## DATA PROVIDED
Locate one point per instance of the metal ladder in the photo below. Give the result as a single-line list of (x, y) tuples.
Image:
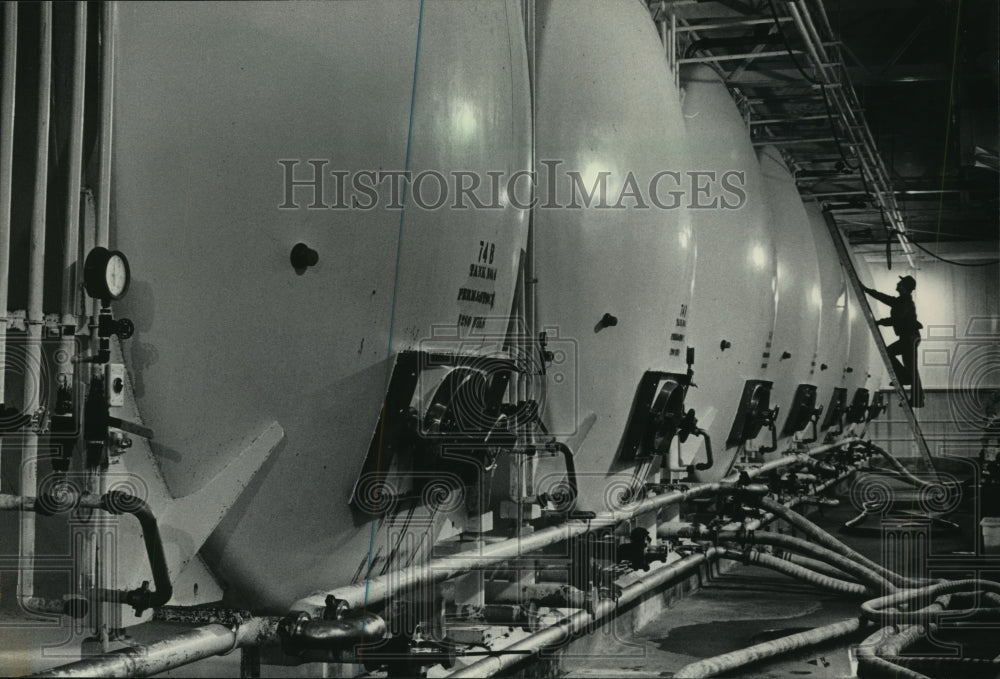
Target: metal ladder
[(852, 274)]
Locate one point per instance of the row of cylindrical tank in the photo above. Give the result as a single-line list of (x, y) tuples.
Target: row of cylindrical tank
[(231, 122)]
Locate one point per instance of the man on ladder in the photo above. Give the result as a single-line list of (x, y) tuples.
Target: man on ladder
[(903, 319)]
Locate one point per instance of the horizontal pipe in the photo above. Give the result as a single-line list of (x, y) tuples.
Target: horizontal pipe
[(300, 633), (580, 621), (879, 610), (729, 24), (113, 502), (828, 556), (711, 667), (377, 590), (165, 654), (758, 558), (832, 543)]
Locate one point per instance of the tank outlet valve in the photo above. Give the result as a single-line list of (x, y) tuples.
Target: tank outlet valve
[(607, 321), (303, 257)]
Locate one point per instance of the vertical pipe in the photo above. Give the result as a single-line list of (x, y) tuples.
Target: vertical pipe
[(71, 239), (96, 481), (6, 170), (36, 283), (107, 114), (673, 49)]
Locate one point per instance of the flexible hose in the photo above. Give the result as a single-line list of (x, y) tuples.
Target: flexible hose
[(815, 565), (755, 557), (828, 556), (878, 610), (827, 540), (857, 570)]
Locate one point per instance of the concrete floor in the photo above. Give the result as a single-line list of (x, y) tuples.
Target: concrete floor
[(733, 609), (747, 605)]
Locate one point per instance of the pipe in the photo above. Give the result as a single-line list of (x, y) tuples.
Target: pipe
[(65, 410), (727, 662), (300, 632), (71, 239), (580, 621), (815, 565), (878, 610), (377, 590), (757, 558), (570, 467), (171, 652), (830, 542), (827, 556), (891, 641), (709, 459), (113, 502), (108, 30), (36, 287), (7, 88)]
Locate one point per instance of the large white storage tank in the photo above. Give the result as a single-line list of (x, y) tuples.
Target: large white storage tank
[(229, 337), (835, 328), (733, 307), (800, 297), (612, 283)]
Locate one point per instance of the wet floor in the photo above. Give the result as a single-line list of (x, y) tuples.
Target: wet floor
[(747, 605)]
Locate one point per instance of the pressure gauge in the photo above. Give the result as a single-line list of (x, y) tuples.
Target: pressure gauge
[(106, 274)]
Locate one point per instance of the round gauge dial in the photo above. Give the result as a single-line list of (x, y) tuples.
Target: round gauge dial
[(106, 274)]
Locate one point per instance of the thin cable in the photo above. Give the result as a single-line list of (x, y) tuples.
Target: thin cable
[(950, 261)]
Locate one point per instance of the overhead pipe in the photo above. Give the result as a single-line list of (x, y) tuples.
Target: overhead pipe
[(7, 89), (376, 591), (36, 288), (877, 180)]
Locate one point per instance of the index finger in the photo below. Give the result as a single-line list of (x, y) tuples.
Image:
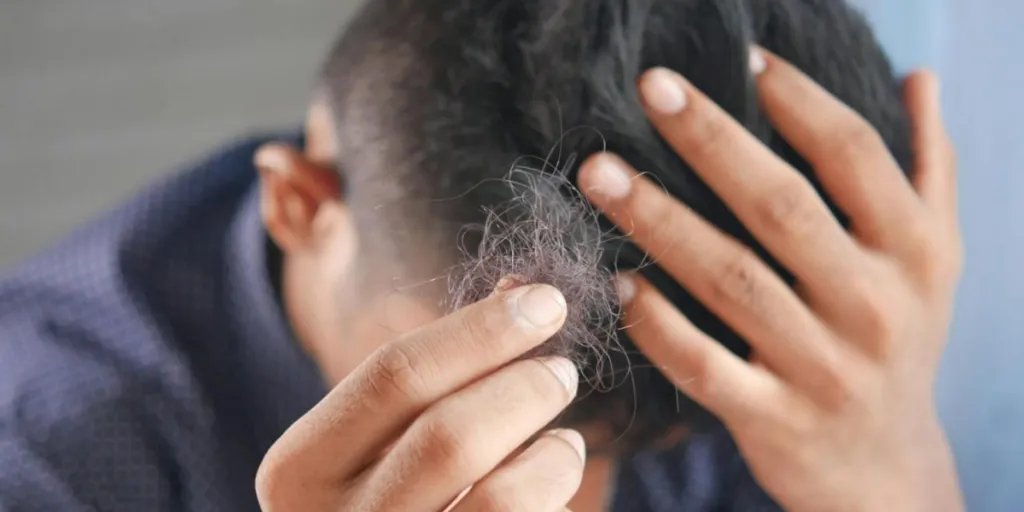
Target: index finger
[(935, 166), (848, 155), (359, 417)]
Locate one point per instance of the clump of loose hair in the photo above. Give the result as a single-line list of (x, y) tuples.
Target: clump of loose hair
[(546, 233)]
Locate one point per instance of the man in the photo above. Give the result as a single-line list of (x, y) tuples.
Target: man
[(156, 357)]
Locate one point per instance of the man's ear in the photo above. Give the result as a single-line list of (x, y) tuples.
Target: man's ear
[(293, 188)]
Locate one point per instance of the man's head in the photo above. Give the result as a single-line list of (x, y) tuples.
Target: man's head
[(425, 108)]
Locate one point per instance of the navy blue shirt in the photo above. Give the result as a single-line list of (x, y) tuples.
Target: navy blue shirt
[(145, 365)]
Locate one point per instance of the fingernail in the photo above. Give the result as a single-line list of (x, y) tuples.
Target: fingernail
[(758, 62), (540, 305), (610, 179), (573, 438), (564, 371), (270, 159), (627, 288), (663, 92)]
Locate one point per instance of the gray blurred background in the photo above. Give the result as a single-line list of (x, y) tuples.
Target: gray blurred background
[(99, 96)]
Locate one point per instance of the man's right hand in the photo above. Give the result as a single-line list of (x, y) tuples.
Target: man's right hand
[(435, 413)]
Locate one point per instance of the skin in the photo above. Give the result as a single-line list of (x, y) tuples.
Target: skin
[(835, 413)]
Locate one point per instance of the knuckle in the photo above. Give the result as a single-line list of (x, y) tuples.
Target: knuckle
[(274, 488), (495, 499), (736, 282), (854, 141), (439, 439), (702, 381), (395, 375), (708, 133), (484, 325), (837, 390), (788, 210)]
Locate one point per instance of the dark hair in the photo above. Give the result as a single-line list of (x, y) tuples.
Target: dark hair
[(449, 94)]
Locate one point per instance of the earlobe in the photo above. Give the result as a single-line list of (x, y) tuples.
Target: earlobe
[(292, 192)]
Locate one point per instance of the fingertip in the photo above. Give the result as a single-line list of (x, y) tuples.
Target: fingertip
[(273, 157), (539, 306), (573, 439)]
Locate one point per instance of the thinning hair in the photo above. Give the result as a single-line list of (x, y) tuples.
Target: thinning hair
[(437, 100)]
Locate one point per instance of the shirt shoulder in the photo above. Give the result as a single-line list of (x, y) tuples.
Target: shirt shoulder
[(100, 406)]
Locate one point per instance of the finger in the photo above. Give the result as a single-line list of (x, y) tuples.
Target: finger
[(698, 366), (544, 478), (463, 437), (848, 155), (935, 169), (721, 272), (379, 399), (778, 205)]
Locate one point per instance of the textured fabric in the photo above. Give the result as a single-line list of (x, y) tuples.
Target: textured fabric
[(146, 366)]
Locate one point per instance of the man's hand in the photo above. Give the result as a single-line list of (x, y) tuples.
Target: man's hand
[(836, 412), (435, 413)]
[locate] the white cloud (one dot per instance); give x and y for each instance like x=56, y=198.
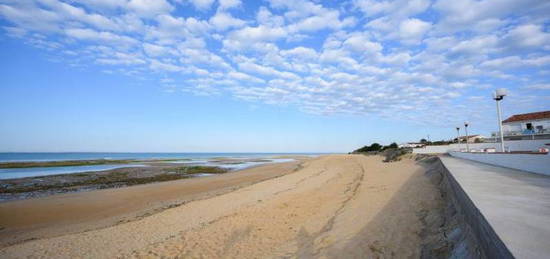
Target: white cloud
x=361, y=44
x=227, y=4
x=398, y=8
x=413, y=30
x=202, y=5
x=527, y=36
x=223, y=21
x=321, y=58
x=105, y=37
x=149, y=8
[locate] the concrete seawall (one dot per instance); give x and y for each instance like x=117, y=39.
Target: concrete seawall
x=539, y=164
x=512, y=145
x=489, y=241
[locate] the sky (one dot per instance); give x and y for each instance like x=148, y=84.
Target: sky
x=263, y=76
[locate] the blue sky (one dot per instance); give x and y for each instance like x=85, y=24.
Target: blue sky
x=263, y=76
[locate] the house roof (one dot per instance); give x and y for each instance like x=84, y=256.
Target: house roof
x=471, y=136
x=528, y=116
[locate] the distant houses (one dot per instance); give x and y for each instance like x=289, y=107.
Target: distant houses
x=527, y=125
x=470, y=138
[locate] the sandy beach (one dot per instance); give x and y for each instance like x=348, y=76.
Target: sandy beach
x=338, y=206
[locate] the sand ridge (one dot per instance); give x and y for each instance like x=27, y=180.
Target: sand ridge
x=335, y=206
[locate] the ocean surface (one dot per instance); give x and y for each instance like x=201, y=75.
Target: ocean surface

## TRY IT
Please copy every line in the entries where "ocean" appears.

## EXERCISE ANSWER
[locate] the ocean surface (one dot per instance); give x and y for each instance like x=201, y=75.
Target: ocean surface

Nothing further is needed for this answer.